*Description of the task:* Each entry below is to be printed verbatim.

┌────────

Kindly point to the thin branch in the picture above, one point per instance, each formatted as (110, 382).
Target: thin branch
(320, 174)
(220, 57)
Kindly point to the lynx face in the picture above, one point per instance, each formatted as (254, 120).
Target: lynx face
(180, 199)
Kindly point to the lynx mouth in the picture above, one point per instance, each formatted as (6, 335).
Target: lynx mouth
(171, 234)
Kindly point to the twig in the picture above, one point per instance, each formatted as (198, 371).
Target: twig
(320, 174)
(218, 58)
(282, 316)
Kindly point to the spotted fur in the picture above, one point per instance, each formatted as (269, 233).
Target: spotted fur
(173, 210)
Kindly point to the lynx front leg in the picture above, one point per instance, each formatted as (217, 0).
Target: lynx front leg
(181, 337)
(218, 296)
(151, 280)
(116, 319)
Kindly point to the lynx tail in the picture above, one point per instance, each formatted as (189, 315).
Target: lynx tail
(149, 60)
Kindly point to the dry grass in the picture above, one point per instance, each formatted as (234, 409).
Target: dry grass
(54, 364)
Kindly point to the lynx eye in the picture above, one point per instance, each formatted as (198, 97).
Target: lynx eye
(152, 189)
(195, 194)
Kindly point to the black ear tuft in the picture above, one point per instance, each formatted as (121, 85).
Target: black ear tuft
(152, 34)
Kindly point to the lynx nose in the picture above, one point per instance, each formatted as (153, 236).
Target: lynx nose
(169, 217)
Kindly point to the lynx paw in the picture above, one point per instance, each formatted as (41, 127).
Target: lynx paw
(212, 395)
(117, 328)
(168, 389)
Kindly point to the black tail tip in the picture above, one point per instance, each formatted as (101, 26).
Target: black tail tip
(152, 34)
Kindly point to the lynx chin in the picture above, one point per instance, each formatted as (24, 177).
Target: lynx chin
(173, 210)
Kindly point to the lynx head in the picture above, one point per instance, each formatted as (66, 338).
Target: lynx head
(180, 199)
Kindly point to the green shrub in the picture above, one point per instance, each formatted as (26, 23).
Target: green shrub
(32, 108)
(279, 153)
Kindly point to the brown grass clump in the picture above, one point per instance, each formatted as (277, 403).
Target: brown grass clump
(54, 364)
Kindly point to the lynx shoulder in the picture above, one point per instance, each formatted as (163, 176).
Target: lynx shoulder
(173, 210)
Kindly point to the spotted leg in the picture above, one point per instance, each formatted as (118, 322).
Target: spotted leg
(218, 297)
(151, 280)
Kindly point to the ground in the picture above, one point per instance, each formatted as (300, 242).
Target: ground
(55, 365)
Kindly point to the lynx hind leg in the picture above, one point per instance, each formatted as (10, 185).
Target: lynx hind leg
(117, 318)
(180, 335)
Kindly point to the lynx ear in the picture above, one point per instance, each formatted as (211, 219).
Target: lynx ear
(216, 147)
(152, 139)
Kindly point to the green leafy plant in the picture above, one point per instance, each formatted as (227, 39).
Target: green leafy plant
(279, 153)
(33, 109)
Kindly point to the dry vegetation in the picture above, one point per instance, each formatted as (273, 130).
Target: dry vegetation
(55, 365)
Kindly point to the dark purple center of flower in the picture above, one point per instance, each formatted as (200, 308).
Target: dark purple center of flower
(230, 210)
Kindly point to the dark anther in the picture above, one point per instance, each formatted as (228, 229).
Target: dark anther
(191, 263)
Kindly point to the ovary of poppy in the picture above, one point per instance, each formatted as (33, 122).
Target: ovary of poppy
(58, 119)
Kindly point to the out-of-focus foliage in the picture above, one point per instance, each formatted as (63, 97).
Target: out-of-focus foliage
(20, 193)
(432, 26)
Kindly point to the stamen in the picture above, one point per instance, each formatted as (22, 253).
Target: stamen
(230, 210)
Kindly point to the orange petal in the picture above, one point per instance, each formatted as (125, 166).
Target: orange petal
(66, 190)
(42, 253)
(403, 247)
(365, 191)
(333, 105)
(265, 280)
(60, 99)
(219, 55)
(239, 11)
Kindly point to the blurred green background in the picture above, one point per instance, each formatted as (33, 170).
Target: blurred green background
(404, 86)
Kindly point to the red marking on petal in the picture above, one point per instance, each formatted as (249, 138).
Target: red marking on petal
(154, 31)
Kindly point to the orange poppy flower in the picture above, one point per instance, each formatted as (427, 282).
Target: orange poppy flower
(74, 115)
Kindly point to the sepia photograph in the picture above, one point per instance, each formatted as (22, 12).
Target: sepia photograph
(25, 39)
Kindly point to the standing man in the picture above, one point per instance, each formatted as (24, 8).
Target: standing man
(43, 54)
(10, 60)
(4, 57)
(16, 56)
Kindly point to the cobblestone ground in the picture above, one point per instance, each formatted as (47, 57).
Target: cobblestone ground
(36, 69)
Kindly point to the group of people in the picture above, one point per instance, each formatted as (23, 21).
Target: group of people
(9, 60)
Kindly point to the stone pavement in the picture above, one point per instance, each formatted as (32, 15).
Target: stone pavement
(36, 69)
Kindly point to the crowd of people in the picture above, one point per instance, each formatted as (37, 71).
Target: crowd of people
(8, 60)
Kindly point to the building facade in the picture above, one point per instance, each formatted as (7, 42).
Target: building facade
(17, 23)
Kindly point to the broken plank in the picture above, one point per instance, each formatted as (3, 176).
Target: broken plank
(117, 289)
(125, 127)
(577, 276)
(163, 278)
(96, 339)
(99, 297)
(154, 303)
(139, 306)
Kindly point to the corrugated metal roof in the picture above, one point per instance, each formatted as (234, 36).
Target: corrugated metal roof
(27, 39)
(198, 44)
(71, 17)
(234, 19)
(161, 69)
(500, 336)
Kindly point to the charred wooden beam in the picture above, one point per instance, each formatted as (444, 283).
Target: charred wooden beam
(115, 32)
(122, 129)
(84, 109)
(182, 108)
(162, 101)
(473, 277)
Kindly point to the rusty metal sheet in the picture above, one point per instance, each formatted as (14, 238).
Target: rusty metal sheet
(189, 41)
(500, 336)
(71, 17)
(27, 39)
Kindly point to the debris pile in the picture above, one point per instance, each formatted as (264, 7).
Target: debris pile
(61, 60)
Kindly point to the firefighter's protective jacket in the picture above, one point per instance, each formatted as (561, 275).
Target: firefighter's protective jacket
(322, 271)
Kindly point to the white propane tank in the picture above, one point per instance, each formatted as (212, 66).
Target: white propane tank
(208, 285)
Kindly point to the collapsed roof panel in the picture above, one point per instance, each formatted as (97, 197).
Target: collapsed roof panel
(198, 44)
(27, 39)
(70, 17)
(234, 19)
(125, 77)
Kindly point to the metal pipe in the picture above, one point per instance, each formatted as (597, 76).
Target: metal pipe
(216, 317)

└────────

*Solution:*
Kindly point to the thin branch in the picture above, one point per instance, each formatted as (110, 382).
Target: thin branch
(320, 174)
(220, 57)
Kindly point to the lynx face in the picture above, one point per instance, each formatted as (254, 120).
Target: lynx face
(180, 199)
Kindly point to the lynx mouth in the picture above, one point per instance, each formatted as (6, 335).
Target: lynx mouth
(171, 234)
Kindly point to the twig in the picture above, one point per instance, each formatted as (198, 371).
Target: twig
(320, 174)
(218, 58)
(282, 316)
Kindly point to the spotted fur in the picture above, one point per instance, each formatted as (269, 233).
Target: spotted fur
(173, 210)
Kindly point to the lynx front leg in the picture above, one point per instance, each formatted as (217, 0).
Target: lynx front leg
(181, 337)
(218, 296)
(151, 280)
(116, 319)
Kindly point to the lynx tail in the picture above, one point per instance, each formatted as (189, 315).
Target: lynx tail
(149, 60)
Kindly point to the dry grass in the picture above, one point per instance, each formatted as (234, 409).
Target: dry grass
(54, 364)
Kindly point to the lynx eye in the picture above, one point per instance, each formatted as (198, 97).
Target: lynx eye
(152, 189)
(195, 194)
Kindly point to the black ear tuft in the picture above, one point per instance, each formatted as (121, 85).
Target: black ear tuft
(152, 34)
Kindly point to the lynx nose in the picture above, one point per instance, each formatted as (153, 236).
Target: lynx nose
(169, 217)
Kindly point to the lynx paw in the picture above, one point per instance, each formatted as (41, 127).
Target: lynx paw
(212, 395)
(117, 328)
(168, 389)
Kindly point to the black tail tip in the picture above, one point per instance, each formatted as (101, 26).
Target: black tail tip
(152, 34)
Kindly point to the lynx chin in the picture above, one point per instance, each formatted as (24, 177).
Target: lynx chin
(173, 210)
Kindly point to the lynx head in the picture above, one point per instance, each formatted as (66, 338).
Target: lynx head
(180, 199)
Kindly point to the green shrub in the picture above, one point per instance, each formatted as (26, 23).
Target: green shrub
(32, 108)
(279, 153)
Kindly point to the brown grass clump in the picture above, one point per instance, each formatted as (277, 403).
Target: brown grass clump
(54, 364)
Kindly point to the lynx shoulder in the picture above, one point per instance, each formatted as (163, 176).
Target: lynx shoulder
(173, 210)
Kindly point to the spotted leg in the picture above, one point per instance, each formatted as (118, 322).
Target: spotted leg
(218, 297)
(151, 280)
Kindly point to the ground in the picture above, one point per instance, each formatted as (300, 242).
Target: ground
(55, 365)
Kindly point to the lynx hind leg in the picture above, one point per instance, each formatted as (10, 185).
Target: lynx hind leg
(117, 318)
(180, 335)
Kindly point to the lynx ear in the picture above, one point per instance, each formatted as (211, 219).
Target: lynx ear
(216, 147)
(152, 139)
Kindly point to the green leafy plant in the picture above, one point per instance, each formatted as (227, 39).
Target: green leafy plant
(279, 153)
(33, 109)
Kindly point to the dry vegetation in the picture above, one point per instance, each formatted as (273, 130).
Target: dry vegetation
(55, 365)
Kindly point to the dark purple center of flower in the picture above, one point per instance, each formatted as (200, 308).
Target: dark purple center of flower
(230, 210)
Kindly point to the dark anther in the picture above, one point per instance, each formatted as (228, 229).
Target: dark anther
(191, 263)
Kindly point to the ovary of poppy in the picture above, one point per instance, each formatted as (33, 122).
Target: ovary of poppy
(58, 119)
Kindly point to the out-of-focus foliage in the picture above, one point per instance, each formatted as (63, 97).
Target: out-of-focus foliage
(20, 193)
(432, 26)
Kindly point to the stamen in the picture above, one point per instance, each formatted as (22, 253).
Target: stamen
(230, 210)
Kindly point to the orange petal in the picture above, one point per instance, each formatted as (125, 166).
Target: orange petal
(66, 190)
(42, 253)
(403, 247)
(365, 191)
(333, 105)
(265, 280)
(60, 99)
(219, 55)
(239, 11)
Kindly point to the blurred green background in the picture above, one point per instance, each formatted as (33, 170).
Target: blurred green background
(404, 86)
Kindly point to the red marking on petal in the picture above, one point per instance, each formatted as (249, 138).
Target: red marking on petal
(154, 31)
Kindly point to the orange poppy flower in the picture above, one point per instance, each formatted as (427, 282).
Target: orange poppy flower
(74, 115)
Kindly point to the sepia photograph in the picture above, one point per instance, each formatted as (22, 12).
Target: sepia photograph
(25, 39)
Kindly point to the standing man in the picture above, one point per instance, each formatted as (24, 8).
Target: standing man
(43, 54)
(10, 60)
(4, 57)
(16, 56)
Kindly point to the cobblestone ground in the picture above, one point per instance, each formatted as (47, 57).
Target: cobblestone ground
(36, 69)
Kindly point to the group of people in the picture above, one point per instance, each formatted as (23, 21).
Target: group of people
(9, 60)
Kindly point to the stone pavement in the picture above, one point per instance, each formatted as (32, 15).
Target: stone pavement
(36, 69)
Kindly point to the crowd of people in the picture above, one point per instance, each formatted as (37, 71).
Target: crowd of people
(8, 60)
Kindly point to the building facade in the picture above, one point per instance, each formatted as (7, 42).
Target: building facade
(17, 23)
Kindly point to the broken plank in the picture above, one point per instance, each formatted as (3, 176).
Target: broken plank
(117, 289)
(125, 127)
(577, 276)
(163, 278)
(96, 339)
(99, 297)
(154, 303)
(139, 306)
Kindly point to the corrugated metal roof in the picture above, one point per instance, each formatted as (234, 36).
Target: corrugated metal roof
(27, 39)
(198, 44)
(71, 17)
(234, 19)
(161, 69)
(500, 336)
Kindly point to the charred wooden beam in the picture above, one point per instance, each formatted as (444, 283).
Target: charred wooden beam
(115, 32)
(122, 129)
(84, 109)
(182, 108)
(162, 101)
(473, 277)
Kindly point to the rusty metal sheet in the picture above, one point per instance, each formatted as (14, 238).
Target: rusty metal sheet
(189, 41)
(500, 336)
(71, 17)
(27, 39)
Kindly point to the debris pile in the picture above, one point per instance, each formatted as (264, 7).
Target: debris pile
(61, 60)
Kindly point to the firefighter's protective jacket in the picture above, one point per instance, each formatted as (561, 275).
Target: firefighter's protective jacket
(322, 271)
Kindly point to the white propane tank in the picture above, one point per instance, each formatted as (212, 66).
Target: white propane tank
(208, 285)
Kindly point to the collapsed roof panel in the picture above, one point per instance, each formatted as (97, 197).
Target: collapsed roof panel
(198, 44)
(27, 39)
(70, 17)
(234, 19)
(125, 77)
Kindly point to the metal pipe in the picture above, one point per instance, each formatted as (597, 76).
Target: metal pipe
(216, 317)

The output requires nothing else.